> **What to produce**
Reproduce the data below word for word, without the pictures.

Items listed in a dataset
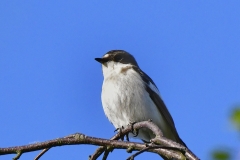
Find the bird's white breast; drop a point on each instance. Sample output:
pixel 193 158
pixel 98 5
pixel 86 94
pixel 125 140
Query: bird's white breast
pixel 125 99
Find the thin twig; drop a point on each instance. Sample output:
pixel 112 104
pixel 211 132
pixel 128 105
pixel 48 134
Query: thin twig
pixel 41 154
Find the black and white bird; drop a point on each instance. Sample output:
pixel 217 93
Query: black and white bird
pixel 130 95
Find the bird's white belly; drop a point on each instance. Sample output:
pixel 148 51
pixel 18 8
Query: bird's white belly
pixel 125 100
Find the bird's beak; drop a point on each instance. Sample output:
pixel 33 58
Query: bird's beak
pixel 101 60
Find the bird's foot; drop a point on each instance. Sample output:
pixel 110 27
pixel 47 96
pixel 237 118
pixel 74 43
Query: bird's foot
pixel 133 131
pixel 120 133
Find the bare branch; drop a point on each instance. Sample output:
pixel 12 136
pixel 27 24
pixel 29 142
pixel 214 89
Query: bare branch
pixel 159 145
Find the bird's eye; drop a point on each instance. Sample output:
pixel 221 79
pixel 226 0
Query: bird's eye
pixel 117 58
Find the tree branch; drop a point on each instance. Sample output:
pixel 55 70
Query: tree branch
pixel 159 145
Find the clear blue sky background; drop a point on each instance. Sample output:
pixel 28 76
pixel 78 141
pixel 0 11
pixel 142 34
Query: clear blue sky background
pixel 50 84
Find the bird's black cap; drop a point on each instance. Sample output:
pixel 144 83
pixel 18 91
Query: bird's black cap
pixel 120 56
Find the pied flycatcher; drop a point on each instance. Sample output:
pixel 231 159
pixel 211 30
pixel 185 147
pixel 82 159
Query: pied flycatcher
pixel 130 95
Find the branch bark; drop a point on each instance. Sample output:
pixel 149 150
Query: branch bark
pixel 159 144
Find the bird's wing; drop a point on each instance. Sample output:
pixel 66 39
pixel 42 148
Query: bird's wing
pixel 152 89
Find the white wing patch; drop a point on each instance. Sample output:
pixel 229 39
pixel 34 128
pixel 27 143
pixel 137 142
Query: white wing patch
pixel 154 88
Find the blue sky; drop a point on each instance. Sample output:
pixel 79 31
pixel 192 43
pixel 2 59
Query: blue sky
pixel 50 85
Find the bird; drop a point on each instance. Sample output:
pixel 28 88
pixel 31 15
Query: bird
pixel 130 95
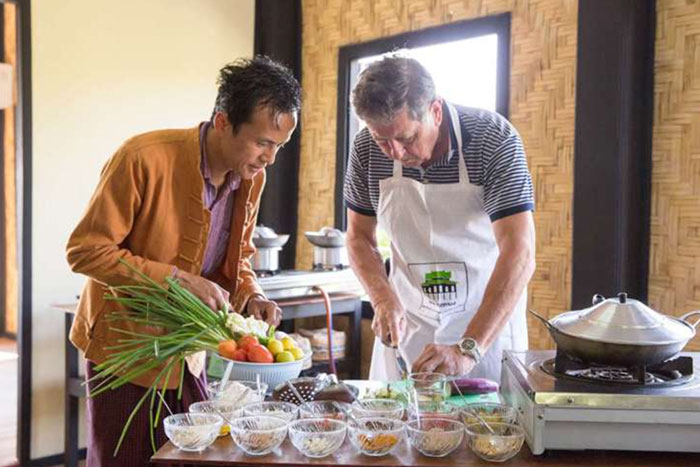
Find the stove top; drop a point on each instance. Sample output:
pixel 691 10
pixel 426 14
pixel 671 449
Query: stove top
pixel 535 374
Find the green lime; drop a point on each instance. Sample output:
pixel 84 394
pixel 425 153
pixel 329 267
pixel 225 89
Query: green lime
pixel 275 346
pixel 285 356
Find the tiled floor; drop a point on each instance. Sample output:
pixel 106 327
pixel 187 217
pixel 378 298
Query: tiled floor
pixel 8 401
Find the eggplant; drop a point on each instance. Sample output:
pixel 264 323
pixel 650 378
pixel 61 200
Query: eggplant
pixel 473 386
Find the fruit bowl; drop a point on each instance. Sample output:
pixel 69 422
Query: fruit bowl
pixel 270 373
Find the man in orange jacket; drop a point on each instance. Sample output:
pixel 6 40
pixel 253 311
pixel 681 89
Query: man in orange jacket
pixel 181 204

> **Answer to this problem**
Find the bird's white breast; drop a point on each instance. Sample output:
pixel 193 158
pixel 98 5
pixel 86 94
pixel 125 140
Query: bird's white breast
pixel 125 99
Find the thin twig; drop a point on each instance. Sample output:
pixel 112 104
pixel 211 132
pixel 128 105
pixel 48 134
Query: thin twig
pixel 41 154
Find the black and white bird; drop a point on each instance. Sample output:
pixel 217 93
Query: black and white bird
pixel 130 95
Find the bird's white belly; drop a point on each instance. Sample output:
pixel 148 51
pixel 18 8
Query: bird's white belly
pixel 125 100
Find the bird's beak; drop a point on each instance. Sample output:
pixel 33 58
Query: bird's beak
pixel 101 60
Find the bird's foot; drop a point on each instance. Sample output:
pixel 110 27
pixel 47 96
pixel 237 118
pixel 74 43
Query: bird's foot
pixel 133 131
pixel 120 133
Find the bare branch; drop a point on each instance. Sample output:
pixel 12 136
pixel 27 24
pixel 29 142
pixel 214 89
Query: bare branch
pixel 159 145
Find the bird's eye; drop a point on each instance. Sample output:
pixel 221 79
pixel 226 0
Query: bird's eye
pixel 117 58
Find the tree branch; drop a point on each instance. Sample output:
pixel 55 70
Query: tree branch
pixel 159 145
Find the clear blue sky background; drop a point on each instance. Sample output:
pixel 28 76
pixel 78 141
pixel 0 11
pixel 142 34
Query: clear blue sky background
pixel 50 84
Find the bird's black cap; drop a point on each instance. Sample output:
pixel 144 83
pixel 18 91
Query: bird's black cap
pixel 120 56
Find the pied flycatcher; drop a point on each instance. Sample output:
pixel 231 159
pixel 211 30
pixel 185 147
pixel 82 159
Query: pied flycatcher
pixel 130 95
Find the branch bark; drop a point on each instance. Sample output:
pixel 149 150
Query: branch bark
pixel 159 144
Find the bird's wing; drop a point on each instance. Sample output:
pixel 66 39
pixel 42 148
Query: bird's wing
pixel 152 89
Find the white wing patch; drop a point on each instance. Sample output:
pixel 229 39
pixel 34 128
pixel 27 143
pixel 137 142
Query: white wing patch
pixel 154 88
Find the blue sky; drop a point on each instance. Sample output:
pixel 79 31
pixel 192 43
pixel 2 59
Query: blue sky
pixel 50 85
Find the bird; drop a point on each instance. Sample output:
pixel 28 88
pixel 31 15
Query: bird
pixel 130 95
Find the stove top; drop a point on each instance. Sample output:
pixel 691 10
pixel 426 14
pixel 671 449
Query: stove top
pixel 535 374
Find the green lime; drop a point on each instance. Sample output:
pixel 84 394
pixel 425 153
pixel 329 267
pixel 225 89
Query: green lime
pixel 275 346
pixel 285 356
Find the tiled floor; drop a point on each instance. Sample output:
pixel 106 327
pixel 187 217
pixel 378 298
Query: tiled floor
pixel 8 401
Find the eggplant; drop a point on each instance. Sample output:
pixel 264 323
pixel 650 378
pixel 61 200
Query: eggplant
pixel 473 386
Find the fruit bowl; drop a point on each instance. Sample output:
pixel 69 422
Query: fruit bowl
pixel 270 373
Find the man in orange jacket; drop a point on each instance. Sample output:
pixel 6 40
pixel 253 311
pixel 681 89
Query: man in orange jacket
pixel 181 204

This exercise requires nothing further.